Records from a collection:
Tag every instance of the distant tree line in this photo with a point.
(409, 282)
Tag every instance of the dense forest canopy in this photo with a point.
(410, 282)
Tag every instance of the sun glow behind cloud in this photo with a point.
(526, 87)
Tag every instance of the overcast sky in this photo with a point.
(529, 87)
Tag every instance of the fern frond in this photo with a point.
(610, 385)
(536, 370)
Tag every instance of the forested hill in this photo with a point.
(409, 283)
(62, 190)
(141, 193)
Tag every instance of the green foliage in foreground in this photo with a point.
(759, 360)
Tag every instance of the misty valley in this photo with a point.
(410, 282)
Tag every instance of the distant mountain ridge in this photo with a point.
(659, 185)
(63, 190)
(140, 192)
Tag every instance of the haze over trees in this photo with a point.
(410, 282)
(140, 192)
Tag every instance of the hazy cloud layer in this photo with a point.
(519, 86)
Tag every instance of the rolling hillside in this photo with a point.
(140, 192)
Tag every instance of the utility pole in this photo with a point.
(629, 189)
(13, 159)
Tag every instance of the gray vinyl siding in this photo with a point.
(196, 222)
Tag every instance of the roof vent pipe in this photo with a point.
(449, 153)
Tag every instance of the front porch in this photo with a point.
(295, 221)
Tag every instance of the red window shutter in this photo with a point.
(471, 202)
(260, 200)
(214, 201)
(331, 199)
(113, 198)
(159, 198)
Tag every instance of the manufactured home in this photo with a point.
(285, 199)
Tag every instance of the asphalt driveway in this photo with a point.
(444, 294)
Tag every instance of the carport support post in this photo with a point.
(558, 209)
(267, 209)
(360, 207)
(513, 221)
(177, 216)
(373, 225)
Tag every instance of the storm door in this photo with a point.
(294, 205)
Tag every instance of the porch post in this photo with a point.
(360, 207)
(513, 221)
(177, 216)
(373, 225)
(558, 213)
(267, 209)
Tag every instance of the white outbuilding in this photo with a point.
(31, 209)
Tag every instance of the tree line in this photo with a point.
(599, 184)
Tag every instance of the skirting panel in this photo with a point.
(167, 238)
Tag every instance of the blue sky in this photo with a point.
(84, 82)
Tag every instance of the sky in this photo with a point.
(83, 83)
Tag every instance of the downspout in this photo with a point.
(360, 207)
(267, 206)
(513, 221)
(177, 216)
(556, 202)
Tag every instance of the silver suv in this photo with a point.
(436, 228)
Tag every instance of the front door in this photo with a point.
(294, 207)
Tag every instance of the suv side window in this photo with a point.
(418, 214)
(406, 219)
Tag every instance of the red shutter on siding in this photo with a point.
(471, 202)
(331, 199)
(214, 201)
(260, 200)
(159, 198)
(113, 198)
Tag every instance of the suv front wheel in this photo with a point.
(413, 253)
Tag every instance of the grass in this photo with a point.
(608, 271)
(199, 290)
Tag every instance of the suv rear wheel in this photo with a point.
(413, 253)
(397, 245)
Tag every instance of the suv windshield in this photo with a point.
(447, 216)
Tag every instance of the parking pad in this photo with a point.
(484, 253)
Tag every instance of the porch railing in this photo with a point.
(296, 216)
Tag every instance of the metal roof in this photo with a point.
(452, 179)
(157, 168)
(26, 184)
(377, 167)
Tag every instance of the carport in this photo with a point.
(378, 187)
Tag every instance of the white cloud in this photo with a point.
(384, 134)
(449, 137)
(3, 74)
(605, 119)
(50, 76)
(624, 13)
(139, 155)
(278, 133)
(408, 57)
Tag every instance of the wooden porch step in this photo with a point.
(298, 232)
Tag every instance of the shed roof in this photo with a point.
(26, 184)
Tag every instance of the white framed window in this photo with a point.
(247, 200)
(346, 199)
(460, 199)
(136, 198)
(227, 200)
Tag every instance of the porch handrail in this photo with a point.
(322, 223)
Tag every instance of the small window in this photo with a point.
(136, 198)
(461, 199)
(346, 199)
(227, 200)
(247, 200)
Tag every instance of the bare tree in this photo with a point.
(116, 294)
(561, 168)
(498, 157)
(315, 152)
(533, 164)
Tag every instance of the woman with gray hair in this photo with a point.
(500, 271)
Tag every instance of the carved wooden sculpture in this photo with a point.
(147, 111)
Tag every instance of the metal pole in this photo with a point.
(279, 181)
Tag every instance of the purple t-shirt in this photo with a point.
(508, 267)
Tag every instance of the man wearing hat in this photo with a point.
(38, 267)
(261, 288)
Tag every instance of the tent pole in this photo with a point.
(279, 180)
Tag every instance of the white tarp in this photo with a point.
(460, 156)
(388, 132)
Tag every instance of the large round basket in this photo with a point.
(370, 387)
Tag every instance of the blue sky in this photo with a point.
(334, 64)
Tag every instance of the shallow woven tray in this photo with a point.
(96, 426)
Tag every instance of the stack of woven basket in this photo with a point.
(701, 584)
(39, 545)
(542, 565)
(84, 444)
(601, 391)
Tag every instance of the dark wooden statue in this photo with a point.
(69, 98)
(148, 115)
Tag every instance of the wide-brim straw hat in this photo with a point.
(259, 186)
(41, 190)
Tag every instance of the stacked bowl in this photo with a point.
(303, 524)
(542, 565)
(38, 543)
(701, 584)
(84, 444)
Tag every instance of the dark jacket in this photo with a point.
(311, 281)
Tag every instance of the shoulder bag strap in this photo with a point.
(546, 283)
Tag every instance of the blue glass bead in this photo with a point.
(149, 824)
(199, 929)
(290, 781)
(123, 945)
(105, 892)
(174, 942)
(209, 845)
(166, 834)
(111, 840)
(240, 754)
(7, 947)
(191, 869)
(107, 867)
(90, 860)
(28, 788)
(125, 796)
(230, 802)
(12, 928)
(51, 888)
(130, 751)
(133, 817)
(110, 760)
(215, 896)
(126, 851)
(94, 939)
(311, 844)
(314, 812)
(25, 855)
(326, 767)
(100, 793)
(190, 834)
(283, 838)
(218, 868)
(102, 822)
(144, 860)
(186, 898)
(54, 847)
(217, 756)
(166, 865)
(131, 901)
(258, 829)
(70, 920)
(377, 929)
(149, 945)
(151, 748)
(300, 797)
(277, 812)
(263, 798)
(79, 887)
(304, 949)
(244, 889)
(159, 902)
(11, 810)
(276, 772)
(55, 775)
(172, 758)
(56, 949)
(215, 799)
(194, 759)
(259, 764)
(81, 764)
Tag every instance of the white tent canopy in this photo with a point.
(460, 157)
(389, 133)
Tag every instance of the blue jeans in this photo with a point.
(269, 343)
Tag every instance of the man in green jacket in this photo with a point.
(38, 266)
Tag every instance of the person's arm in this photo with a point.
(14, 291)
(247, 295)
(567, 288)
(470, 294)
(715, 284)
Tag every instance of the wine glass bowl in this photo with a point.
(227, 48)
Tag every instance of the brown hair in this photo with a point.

Problem to work on:
Output, unchanged, the lines from the line with "Tag every instance of the white tent" through the final line of the material.

Expected answer:
Tag every instance of the white tent canopy in this photo with a point.
(460, 157)
(389, 133)
Tag every instance of the blue jeans in this photo with a point.
(269, 343)
Tag every instance of the man in green jacket in this photo with a point.
(38, 266)
Tag every instance of the person's arm in this photo with a point.
(14, 291)
(247, 295)
(567, 288)
(470, 294)
(715, 284)
Tag every instance of the wine glass bowl in this photo with a point.
(227, 48)
Tag every instance of the brown hair in this photo with a point.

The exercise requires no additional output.